Stated problem:
Rewrite the material below as a Markdown table with the columns Row and Line. Give each line its own numbered row and leave out blank lines.
------------------------------------------------------------------------
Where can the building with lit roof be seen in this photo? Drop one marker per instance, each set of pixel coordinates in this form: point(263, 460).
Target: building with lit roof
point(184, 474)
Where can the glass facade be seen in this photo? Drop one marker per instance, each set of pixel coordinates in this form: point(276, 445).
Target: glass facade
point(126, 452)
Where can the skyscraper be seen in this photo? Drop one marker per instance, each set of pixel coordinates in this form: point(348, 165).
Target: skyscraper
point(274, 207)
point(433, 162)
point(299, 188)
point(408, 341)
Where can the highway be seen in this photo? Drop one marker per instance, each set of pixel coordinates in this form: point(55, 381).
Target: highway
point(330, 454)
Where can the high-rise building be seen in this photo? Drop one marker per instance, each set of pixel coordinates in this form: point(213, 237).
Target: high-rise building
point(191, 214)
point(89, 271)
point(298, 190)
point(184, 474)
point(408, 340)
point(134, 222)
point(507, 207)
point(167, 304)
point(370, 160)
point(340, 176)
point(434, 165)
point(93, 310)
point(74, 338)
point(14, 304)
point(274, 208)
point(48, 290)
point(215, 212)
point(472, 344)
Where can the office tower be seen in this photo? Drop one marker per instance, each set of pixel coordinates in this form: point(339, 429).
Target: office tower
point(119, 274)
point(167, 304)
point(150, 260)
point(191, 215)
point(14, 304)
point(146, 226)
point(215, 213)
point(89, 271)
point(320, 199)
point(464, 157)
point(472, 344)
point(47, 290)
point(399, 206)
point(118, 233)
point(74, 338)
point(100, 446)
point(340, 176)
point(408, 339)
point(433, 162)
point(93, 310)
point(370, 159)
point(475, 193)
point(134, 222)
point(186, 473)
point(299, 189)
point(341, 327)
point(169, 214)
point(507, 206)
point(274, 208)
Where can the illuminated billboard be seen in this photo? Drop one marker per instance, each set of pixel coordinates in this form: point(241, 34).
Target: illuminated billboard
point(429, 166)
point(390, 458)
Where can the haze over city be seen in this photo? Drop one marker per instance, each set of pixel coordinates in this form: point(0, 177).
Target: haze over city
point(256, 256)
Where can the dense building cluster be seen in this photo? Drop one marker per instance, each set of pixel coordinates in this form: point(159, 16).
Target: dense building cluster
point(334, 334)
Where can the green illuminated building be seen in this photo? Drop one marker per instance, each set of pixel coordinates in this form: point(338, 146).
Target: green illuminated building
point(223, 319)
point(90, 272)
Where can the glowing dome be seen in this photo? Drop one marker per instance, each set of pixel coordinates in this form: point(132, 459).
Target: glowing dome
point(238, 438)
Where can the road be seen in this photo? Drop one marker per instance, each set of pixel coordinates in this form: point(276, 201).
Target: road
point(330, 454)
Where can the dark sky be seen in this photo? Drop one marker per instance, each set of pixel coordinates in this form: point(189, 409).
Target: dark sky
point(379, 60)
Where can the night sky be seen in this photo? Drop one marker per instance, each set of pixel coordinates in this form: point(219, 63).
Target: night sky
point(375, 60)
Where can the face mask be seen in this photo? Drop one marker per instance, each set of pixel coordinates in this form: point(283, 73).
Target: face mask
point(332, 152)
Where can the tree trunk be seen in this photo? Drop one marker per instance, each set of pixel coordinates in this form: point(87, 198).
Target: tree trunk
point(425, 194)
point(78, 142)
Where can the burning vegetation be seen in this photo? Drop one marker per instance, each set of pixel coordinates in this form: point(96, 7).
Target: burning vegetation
------------------------------------------------------------------------
Response to this task:
| Row | Line |
|---|---|
| 1 | Where can the building with lit roof be seen in this photo? Drop one marker per instance, each set of pixel coordinates in this form: point(263, 460). |
| 2 | Target: building with lit roof |
| 3 | point(184, 474) |
| 4 | Where can the glass facade be seen in this photo? Drop one marker per instance, each set of pixel coordinates in this form: point(276, 445). |
| 5 | Target: glass facade |
| 6 | point(126, 452) |
| 7 | Where can the skyscraper be seen in this photo? Drop one marker per instance, each set of pixel coordinates in this form: point(348, 165). |
| 8 | Target: skyscraper |
| 9 | point(274, 207) |
| 10 | point(433, 162) |
| 11 | point(299, 188) |
| 12 | point(408, 341) |
| 13 | Where can the highway be seen in this photo? Drop one marker per instance, each set of pixel coordinates in this form: point(55, 381). |
| 14 | Target: highway |
| 15 | point(330, 454) |
| 16 | Where can the high-rise building be seen in this photo? Drop one marker per instance, each set of pixel coordinates in this form: point(213, 237). |
| 17 | Target: high-rise building |
| 18 | point(191, 214) |
| 19 | point(89, 271) |
| 20 | point(298, 190) |
| 21 | point(184, 474) |
| 22 | point(408, 340) |
| 23 | point(134, 222) |
| 24 | point(507, 207) |
| 25 | point(167, 304) |
| 26 | point(370, 160) |
| 27 | point(340, 176) |
| 28 | point(434, 165) |
| 29 | point(93, 310) |
| 30 | point(74, 338) |
| 31 | point(14, 304) |
| 32 | point(274, 208) |
| 33 | point(48, 290) |
| 34 | point(215, 212) |
| 35 | point(472, 344) |
| 36 | Where can the office tower be seen in this photo? Drop one marker per instance, each set of pixel coordinates in this form: point(339, 429). |
| 37 | Target: office tower |
| 38 | point(119, 274) |
| 39 | point(167, 304) |
| 40 | point(150, 260) |
| 41 | point(191, 215) |
| 42 | point(14, 304) |
| 43 | point(146, 226) |
| 44 | point(215, 213) |
| 45 | point(89, 271) |
| 46 | point(320, 199) |
| 47 | point(464, 157) |
| 48 | point(472, 344) |
| 49 | point(47, 290) |
| 50 | point(399, 206) |
| 51 | point(118, 233) |
| 52 | point(74, 338) |
| 53 | point(100, 446) |
| 54 | point(340, 176) |
| 55 | point(408, 339) |
| 56 | point(433, 162) |
| 57 | point(93, 310) |
| 58 | point(370, 159) |
| 59 | point(475, 193) |
| 60 | point(134, 222) |
| 61 | point(186, 473) |
| 62 | point(299, 189) |
| 63 | point(341, 327) |
| 64 | point(169, 214) |
| 65 | point(507, 206) |
| 66 | point(274, 208) |
| 67 | Where can the illuminated billboard be seen in this photo? Drop one marker per instance, each set of pixel coordinates in this form: point(241, 34). |
| 68 | Target: illuminated billboard |
| 69 | point(429, 166) |
| 70 | point(390, 458) |
| 71 | Where can the haze over city be seen in this photo? Drop one marker per instance, each set of pixel coordinates in this form: point(0, 177). |
| 72 | Target: haze over city |
| 73 | point(256, 256) |
| 74 | Where can the dense building cluster be seen in this photo? Drop one marker per instance, each set of pixel coordinates in this form: point(159, 16). |
| 75 | Target: dense building cluster |
| 76 | point(334, 334) |
| 77 | Where can the green illuminated building be seen in this photo? Drop one marker per instance, each set of pixel coordinates in this form: point(338, 146). |
| 78 | Target: green illuminated building |
| 79 | point(223, 319) |
| 80 | point(90, 272) |
| 81 | Where can the glowing dome be seen in this photo? Drop one marker per instance, each set of pixel coordinates in this form: point(132, 459). |
| 82 | Target: glowing dome |
| 83 | point(238, 438) |
| 84 | Where can the road be seen in this photo? Drop one marker per instance, each set of pixel coordinates in this form: point(276, 201). |
| 85 | Target: road |
| 86 | point(330, 454) |
| 87 | Where can the dark sky be seen in this photo? Drop one marker per instance, each set of pixel coordinates in this form: point(189, 409). |
| 88 | Target: dark sky |
| 89 | point(379, 60) |
| 90 | Where can the night sky be seen in this photo? Drop one marker per instance, each set of pixel coordinates in this form: point(219, 63). |
| 91 | Target: night sky |
| 92 | point(375, 60) |
| 93 | Where can the face mask be seen in this photo? Drop one marker per instance, each set of pixel coordinates in this form: point(283, 73). |
| 94 | Target: face mask |
| 95 | point(332, 152) |
| 96 | Where can the tree trunk be seen in this photo? Drop one marker per instance, each set of pixel coordinates in this form: point(87, 198). |
| 97 | Target: tree trunk |
| 98 | point(425, 194) |
| 99 | point(78, 142) |
| 100 | Where can the burning vegetation be seen in this photo? Drop one marker per instance, each set of pixel coordinates in this form: point(96, 7). |
| 101 | Target: burning vegetation |